**What to work on**
Once the line containing "highlight the shingled" is found, copy that line and all remaining lines of the records exactly, including the last one, and add nothing.

•••••

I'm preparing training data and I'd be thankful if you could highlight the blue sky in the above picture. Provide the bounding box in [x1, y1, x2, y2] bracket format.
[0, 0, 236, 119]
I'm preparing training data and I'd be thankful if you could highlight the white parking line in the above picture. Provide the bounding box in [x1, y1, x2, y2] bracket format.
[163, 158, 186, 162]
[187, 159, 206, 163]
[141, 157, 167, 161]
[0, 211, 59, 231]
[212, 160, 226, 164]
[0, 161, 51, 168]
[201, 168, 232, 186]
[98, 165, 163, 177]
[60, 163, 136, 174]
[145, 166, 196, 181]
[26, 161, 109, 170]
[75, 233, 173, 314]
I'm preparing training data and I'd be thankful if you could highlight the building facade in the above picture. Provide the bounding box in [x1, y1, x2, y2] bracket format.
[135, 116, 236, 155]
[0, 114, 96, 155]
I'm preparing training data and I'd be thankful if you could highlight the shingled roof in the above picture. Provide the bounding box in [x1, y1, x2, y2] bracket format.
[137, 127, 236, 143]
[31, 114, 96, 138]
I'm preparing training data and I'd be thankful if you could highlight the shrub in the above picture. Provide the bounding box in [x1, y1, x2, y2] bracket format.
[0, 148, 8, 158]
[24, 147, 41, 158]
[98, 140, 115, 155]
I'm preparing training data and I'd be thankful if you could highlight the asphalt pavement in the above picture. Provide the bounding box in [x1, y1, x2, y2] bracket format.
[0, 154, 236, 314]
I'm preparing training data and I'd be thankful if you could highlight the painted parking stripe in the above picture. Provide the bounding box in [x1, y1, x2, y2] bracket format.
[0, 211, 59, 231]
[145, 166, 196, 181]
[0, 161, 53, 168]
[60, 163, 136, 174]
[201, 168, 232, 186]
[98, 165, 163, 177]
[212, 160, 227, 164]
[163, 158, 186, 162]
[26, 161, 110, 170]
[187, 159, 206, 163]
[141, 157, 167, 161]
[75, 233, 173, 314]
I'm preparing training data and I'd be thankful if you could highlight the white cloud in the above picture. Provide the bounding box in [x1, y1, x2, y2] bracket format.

•••••

**Exercise solution**
I'm preparing training data and I'd be thankful if you could highlight the shingled roof in the above picture. Provide the bounding box in [x1, y1, x2, y2] bracket format.
[137, 127, 236, 143]
[31, 114, 96, 138]
I'm preparing training data and I'd be thankful if you could highlight the shrub in the above picture. Provide the bounding box in [x1, y1, x2, y2] bracket format.
[0, 148, 8, 158]
[24, 147, 41, 158]
[98, 140, 115, 155]
I'm preparing training data and I'd be thankful if you could highlight the asphalt pavement in the above picture. Provide the bounding box in [x1, y1, x2, y2] bracket format.
[0, 154, 236, 314]
I'm preparing training data and I'd be thankful if you could highlight the painted parking stripe in the above picture. Provide the bounding box in [x1, y1, x2, y2] bracket format.
[0, 211, 59, 231]
[145, 166, 196, 181]
[0, 161, 53, 168]
[60, 163, 136, 174]
[201, 168, 232, 186]
[98, 165, 163, 177]
[212, 160, 227, 164]
[163, 158, 186, 162]
[26, 161, 110, 170]
[187, 159, 206, 163]
[141, 157, 167, 161]
[75, 233, 173, 314]
I'm preparing training data and I'd be thankful if you could highlight the white cloud in the above picture. Provide the bounding box in [x1, y1, x2, y2] bracket format.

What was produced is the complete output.